YOUR GOAL>
Please rewrite the records as a JSON list of strings, one string per line and no blank lines, starting at the line that contains "Where can you spot the white garage" and ending with the last line of the records. Leave the pictures out of the answer.

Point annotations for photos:
━━━━━━━━━━━━━━━━

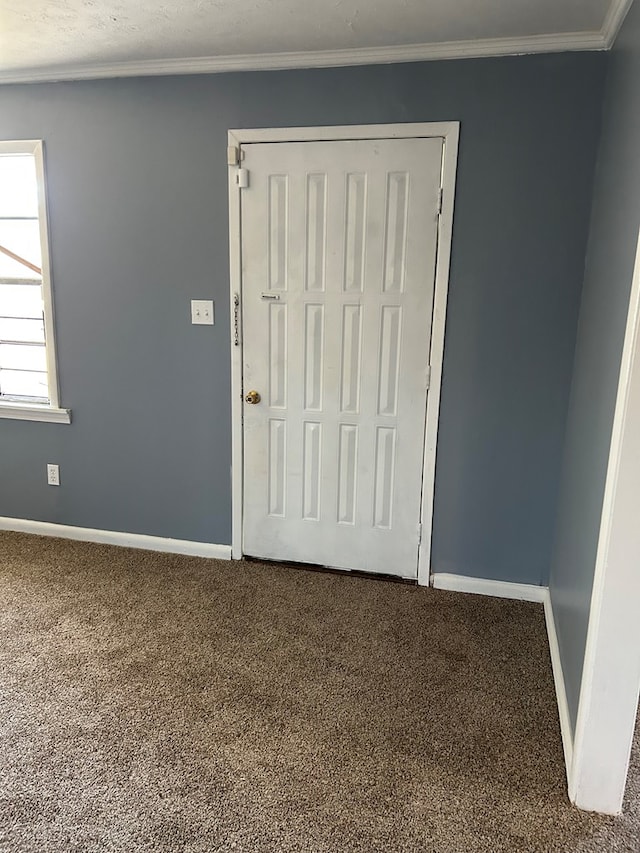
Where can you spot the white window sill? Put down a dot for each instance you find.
(35, 412)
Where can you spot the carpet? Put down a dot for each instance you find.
(153, 702)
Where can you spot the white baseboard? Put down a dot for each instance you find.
(483, 586)
(525, 592)
(566, 729)
(111, 537)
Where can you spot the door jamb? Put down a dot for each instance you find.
(449, 132)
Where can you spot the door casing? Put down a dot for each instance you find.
(449, 132)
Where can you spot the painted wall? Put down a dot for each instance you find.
(603, 316)
(138, 215)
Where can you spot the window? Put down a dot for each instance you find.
(28, 377)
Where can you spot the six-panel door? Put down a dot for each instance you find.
(339, 244)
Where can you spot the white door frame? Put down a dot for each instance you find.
(449, 132)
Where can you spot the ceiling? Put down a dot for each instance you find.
(75, 39)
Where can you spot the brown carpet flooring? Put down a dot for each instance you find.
(158, 703)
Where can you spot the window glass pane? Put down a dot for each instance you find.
(22, 237)
(18, 357)
(18, 185)
(17, 383)
(21, 300)
(29, 331)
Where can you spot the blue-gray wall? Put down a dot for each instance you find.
(138, 217)
(603, 315)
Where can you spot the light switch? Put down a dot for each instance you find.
(202, 312)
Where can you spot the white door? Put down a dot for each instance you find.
(339, 244)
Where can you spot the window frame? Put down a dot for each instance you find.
(51, 411)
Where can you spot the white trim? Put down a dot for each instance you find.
(449, 132)
(35, 412)
(485, 586)
(559, 682)
(430, 51)
(579, 792)
(51, 411)
(111, 537)
(539, 595)
(451, 136)
(614, 21)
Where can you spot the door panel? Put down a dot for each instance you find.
(339, 244)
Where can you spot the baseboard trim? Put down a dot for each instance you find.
(541, 595)
(112, 537)
(484, 586)
(566, 729)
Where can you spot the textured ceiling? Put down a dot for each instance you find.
(63, 34)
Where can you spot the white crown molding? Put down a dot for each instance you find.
(614, 20)
(553, 43)
(112, 537)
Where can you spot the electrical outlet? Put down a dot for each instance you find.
(202, 312)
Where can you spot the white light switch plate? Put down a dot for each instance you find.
(202, 312)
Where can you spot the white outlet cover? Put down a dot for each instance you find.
(202, 312)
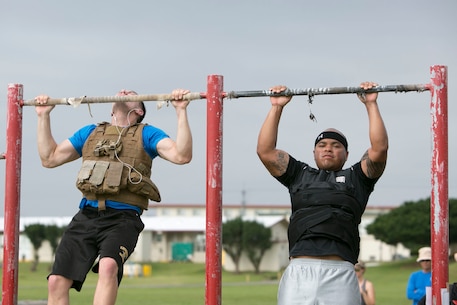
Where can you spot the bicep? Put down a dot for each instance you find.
(373, 164)
(64, 152)
(166, 148)
(276, 162)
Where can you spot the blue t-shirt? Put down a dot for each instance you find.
(416, 285)
(151, 136)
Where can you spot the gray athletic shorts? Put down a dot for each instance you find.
(318, 282)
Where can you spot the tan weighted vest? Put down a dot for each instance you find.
(103, 177)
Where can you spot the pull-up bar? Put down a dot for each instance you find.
(214, 96)
(76, 101)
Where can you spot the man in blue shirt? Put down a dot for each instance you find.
(116, 186)
(418, 280)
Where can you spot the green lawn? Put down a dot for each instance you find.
(184, 284)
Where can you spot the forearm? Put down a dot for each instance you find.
(268, 134)
(46, 143)
(377, 132)
(183, 137)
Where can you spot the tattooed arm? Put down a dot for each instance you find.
(374, 159)
(275, 160)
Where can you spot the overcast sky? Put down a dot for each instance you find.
(96, 48)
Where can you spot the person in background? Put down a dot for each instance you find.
(420, 279)
(366, 287)
(115, 183)
(327, 204)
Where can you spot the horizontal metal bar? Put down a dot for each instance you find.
(75, 101)
(333, 90)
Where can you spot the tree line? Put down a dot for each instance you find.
(37, 234)
(409, 224)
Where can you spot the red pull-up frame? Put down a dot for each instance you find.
(439, 174)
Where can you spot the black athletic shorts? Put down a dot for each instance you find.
(91, 234)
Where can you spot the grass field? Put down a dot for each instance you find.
(184, 284)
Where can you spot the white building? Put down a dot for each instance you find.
(176, 232)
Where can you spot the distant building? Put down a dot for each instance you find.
(176, 232)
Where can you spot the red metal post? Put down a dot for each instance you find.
(12, 194)
(439, 211)
(214, 110)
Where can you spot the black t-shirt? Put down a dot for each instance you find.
(299, 176)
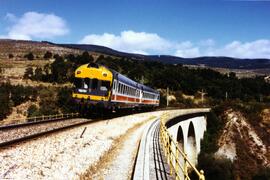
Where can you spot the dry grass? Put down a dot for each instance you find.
(107, 159)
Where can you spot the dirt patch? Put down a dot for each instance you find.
(98, 170)
(241, 143)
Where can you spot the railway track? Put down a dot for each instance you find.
(12, 134)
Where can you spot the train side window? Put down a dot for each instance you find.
(105, 85)
(78, 82)
(118, 89)
(94, 84)
(86, 83)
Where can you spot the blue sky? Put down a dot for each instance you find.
(181, 28)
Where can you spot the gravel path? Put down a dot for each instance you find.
(64, 155)
(14, 133)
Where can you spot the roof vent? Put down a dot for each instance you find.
(93, 65)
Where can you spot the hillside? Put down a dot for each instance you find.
(220, 62)
(242, 144)
(19, 48)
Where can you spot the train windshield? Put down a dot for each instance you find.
(78, 82)
(92, 86)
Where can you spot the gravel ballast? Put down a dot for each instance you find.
(64, 155)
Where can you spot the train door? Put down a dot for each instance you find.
(141, 94)
(115, 89)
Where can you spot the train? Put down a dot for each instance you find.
(99, 87)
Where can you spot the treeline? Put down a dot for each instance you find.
(60, 71)
(50, 100)
(11, 96)
(161, 76)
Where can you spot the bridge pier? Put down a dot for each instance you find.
(187, 131)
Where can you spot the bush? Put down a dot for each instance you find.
(48, 55)
(29, 56)
(32, 111)
(215, 168)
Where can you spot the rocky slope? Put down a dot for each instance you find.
(243, 145)
(19, 48)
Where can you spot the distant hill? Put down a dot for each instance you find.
(220, 62)
(20, 48)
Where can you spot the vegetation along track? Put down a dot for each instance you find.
(17, 133)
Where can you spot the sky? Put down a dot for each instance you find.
(184, 28)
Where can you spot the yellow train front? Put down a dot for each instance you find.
(97, 87)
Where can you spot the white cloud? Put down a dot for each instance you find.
(35, 25)
(129, 41)
(207, 42)
(151, 43)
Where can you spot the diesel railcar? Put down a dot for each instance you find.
(97, 86)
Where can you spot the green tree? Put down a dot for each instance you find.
(38, 74)
(29, 56)
(10, 56)
(28, 74)
(48, 55)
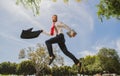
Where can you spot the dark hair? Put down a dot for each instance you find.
(55, 15)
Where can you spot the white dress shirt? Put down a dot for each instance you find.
(59, 26)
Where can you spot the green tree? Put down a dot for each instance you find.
(26, 68)
(108, 9)
(8, 68)
(109, 60)
(35, 4)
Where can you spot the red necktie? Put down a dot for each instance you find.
(52, 29)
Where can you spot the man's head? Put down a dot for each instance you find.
(54, 18)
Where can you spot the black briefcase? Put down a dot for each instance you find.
(29, 34)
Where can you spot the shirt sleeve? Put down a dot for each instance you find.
(61, 24)
(46, 33)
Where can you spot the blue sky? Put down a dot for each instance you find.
(82, 17)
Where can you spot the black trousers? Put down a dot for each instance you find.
(61, 42)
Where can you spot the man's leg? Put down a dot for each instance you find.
(50, 49)
(67, 53)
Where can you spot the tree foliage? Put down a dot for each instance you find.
(8, 68)
(108, 9)
(109, 60)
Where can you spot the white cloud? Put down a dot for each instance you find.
(75, 15)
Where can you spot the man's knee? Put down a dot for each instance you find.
(47, 42)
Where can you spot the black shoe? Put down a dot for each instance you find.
(51, 60)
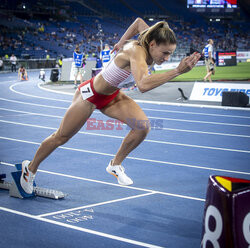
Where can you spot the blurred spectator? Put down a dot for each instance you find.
(13, 61)
(1, 64)
(22, 74)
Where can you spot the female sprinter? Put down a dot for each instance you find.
(154, 45)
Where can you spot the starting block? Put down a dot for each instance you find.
(15, 189)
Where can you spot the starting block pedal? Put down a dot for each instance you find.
(16, 190)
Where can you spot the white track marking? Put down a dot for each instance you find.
(146, 140)
(164, 128)
(85, 230)
(115, 185)
(97, 204)
(135, 158)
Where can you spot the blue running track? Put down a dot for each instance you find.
(170, 169)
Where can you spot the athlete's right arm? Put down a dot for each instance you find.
(135, 28)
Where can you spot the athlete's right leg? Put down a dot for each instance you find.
(75, 117)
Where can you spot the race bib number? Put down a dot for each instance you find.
(86, 91)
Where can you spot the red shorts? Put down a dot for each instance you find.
(88, 93)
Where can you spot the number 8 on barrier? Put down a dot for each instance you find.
(210, 235)
(226, 221)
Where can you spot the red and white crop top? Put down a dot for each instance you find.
(116, 76)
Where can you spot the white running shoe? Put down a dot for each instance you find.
(27, 178)
(119, 172)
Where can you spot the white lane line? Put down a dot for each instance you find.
(29, 95)
(115, 185)
(196, 113)
(150, 117)
(133, 158)
(157, 110)
(172, 103)
(97, 204)
(85, 230)
(163, 128)
(122, 137)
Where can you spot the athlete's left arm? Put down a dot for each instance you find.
(146, 82)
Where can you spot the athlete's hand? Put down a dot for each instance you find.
(117, 47)
(188, 63)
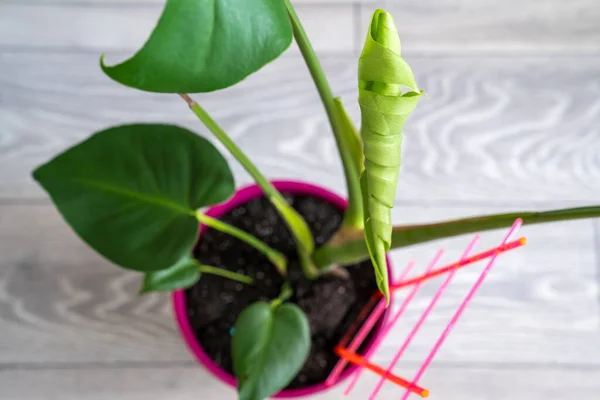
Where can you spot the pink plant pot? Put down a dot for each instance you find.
(241, 197)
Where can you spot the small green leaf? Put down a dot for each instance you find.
(182, 275)
(131, 191)
(206, 45)
(269, 347)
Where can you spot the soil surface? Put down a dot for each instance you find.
(330, 303)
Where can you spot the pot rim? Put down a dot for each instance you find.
(242, 196)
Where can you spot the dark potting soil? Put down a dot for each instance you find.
(331, 303)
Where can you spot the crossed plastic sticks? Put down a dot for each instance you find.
(372, 312)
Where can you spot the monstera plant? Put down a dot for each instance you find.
(260, 284)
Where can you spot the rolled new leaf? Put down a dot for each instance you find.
(388, 93)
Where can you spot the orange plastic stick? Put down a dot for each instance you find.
(477, 257)
(360, 361)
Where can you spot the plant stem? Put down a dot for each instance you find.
(286, 293)
(296, 224)
(354, 249)
(273, 255)
(207, 269)
(353, 216)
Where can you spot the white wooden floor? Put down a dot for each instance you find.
(512, 122)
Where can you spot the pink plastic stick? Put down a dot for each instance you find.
(364, 331)
(517, 224)
(396, 317)
(423, 317)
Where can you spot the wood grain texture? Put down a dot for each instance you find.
(192, 383)
(523, 131)
(104, 27)
(62, 303)
(494, 27)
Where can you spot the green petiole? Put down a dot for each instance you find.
(294, 221)
(273, 255)
(354, 249)
(340, 124)
(207, 269)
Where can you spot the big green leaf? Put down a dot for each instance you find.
(206, 45)
(269, 347)
(131, 191)
(182, 275)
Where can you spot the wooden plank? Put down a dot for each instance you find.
(193, 382)
(122, 3)
(493, 130)
(62, 303)
(104, 27)
(493, 27)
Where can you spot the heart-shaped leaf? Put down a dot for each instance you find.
(131, 191)
(206, 45)
(182, 275)
(269, 347)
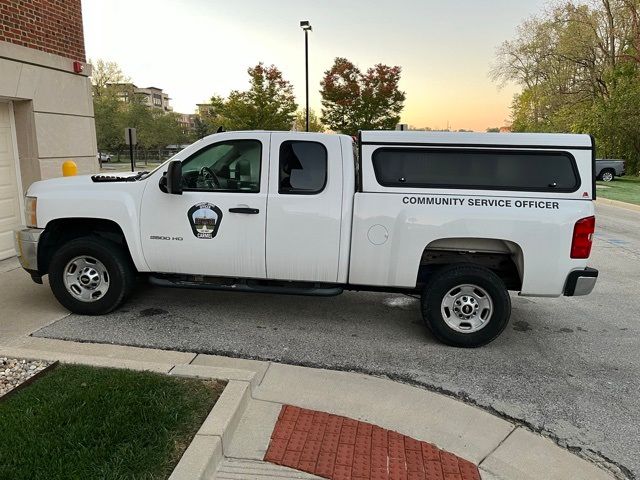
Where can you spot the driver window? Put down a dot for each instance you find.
(231, 166)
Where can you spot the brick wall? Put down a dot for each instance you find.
(53, 26)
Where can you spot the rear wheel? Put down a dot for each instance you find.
(91, 276)
(607, 175)
(466, 305)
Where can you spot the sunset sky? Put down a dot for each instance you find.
(196, 48)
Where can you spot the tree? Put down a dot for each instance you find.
(105, 73)
(300, 122)
(579, 68)
(352, 100)
(269, 104)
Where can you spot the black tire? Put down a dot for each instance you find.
(604, 175)
(449, 277)
(120, 271)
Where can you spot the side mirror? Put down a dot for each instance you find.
(171, 181)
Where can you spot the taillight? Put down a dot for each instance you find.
(583, 237)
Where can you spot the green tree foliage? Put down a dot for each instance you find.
(352, 100)
(269, 104)
(300, 122)
(579, 68)
(155, 128)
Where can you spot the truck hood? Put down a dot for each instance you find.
(75, 182)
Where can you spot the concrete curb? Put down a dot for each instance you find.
(618, 203)
(204, 454)
(501, 449)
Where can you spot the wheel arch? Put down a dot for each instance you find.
(504, 257)
(62, 230)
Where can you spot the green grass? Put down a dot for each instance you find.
(624, 189)
(79, 422)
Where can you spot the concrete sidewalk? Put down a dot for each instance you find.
(257, 391)
(234, 439)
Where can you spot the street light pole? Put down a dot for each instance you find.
(307, 28)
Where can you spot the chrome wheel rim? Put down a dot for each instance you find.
(466, 308)
(86, 278)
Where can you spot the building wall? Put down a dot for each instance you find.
(53, 111)
(52, 26)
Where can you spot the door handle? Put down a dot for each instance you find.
(247, 210)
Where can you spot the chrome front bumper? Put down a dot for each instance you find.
(580, 282)
(26, 243)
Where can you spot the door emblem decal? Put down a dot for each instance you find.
(205, 219)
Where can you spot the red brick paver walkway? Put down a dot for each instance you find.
(341, 448)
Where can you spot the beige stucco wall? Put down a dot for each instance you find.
(53, 112)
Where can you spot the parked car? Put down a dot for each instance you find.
(458, 218)
(607, 169)
(104, 157)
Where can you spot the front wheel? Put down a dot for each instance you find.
(91, 276)
(466, 305)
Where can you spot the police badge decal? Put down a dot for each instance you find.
(205, 219)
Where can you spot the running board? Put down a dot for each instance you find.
(246, 285)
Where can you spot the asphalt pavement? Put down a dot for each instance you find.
(566, 367)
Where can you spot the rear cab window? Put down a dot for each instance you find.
(302, 168)
(525, 170)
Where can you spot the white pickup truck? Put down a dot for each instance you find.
(459, 218)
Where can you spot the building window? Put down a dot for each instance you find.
(303, 167)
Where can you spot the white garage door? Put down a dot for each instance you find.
(10, 216)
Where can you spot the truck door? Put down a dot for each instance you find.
(305, 207)
(217, 226)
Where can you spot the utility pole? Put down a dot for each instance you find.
(306, 26)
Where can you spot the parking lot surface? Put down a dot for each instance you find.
(567, 367)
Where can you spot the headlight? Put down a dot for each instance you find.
(30, 205)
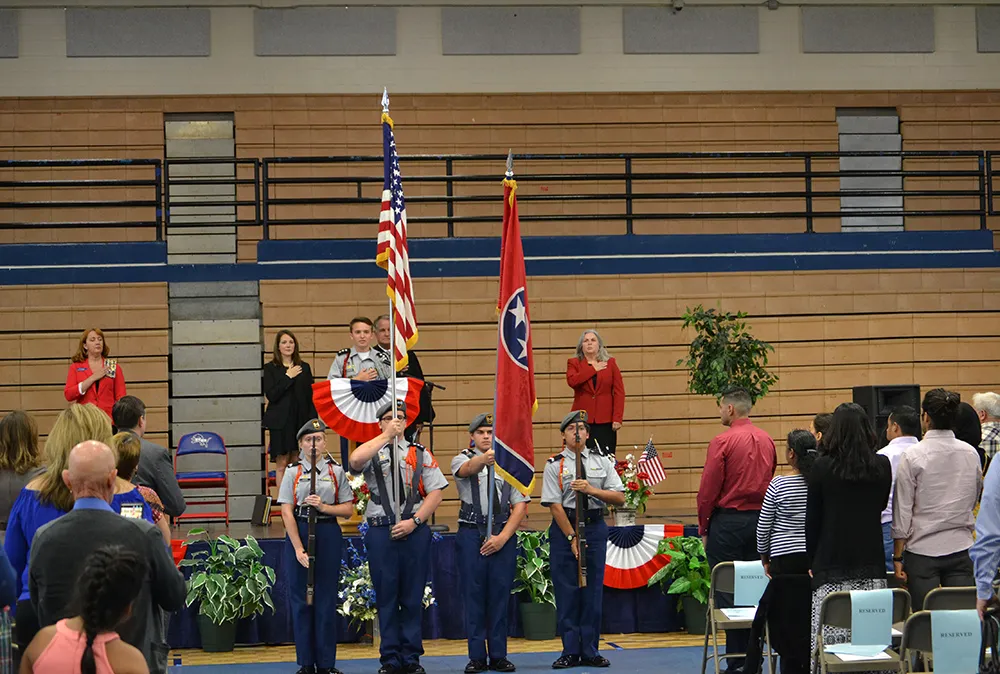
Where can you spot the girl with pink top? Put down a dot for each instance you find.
(87, 643)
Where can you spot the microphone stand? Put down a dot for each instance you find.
(430, 386)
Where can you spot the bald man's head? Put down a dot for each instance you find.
(91, 471)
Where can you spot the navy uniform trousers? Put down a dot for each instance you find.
(399, 574)
(487, 582)
(315, 626)
(578, 610)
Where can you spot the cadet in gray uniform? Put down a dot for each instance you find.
(315, 626)
(399, 551)
(361, 361)
(487, 561)
(578, 610)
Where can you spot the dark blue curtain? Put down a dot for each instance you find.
(625, 611)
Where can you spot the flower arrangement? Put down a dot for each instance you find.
(361, 493)
(357, 593)
(637, 493)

━━━━━━━━━━━━━━━━

FINAL ANSWER>
[
  "Where can you spot the white garage door? Put down a dot for each instance you find.",
  "(10, 216)",
  "Where can you spot the truck door? Put down a dot for each instance you find.",
  "(305, 207)",
  "(217, 226)",
  "Where can you spot the utility pole? Put down a dot for each instance you find.",
  "(306, 26)",
  "Where can you spot the parking lot surface? Put down a dot for each instance you find.",
  "(567, 367)",
  "Where can you spot the headlight? Put down a dot for each instance you find.",
  "(30, 205)",
  "Where can you spot the girl with pink top? Put down a dot for each instance you find.",
  "(87, 643)",
  "Where can you spot the microphone stand? Put down a dot for each instance you find.",
  "(430, 386)",
  "Where can you spot the bald man's head? Put down a dot for each instance you find.",
  "(91, 471)",
  "Where can you spot the navy uniform trousers? Put down a dot for each instance you find.",
  "(399, 574)",
  "(487, 582)",
  "(315, 626)",
  "(578, 610)",
  "Where can you spot the cadet in gray uniform? Put down a dot for each instance you find.",
  "(315, 626)",
  "(399, 551)",
  "(361, 361)",
  "(487, 561)",
  "(578, 610)",
  "Where can you spot the dark blue curtain? Put down a dot for each instance you find.",
  "(625, 611)",
  "Where can you spot the flower arrangement? Put down a dot for each instance you find.",
  "(361, 493)",
  "(357, 593)",
  "(637, 493)"
]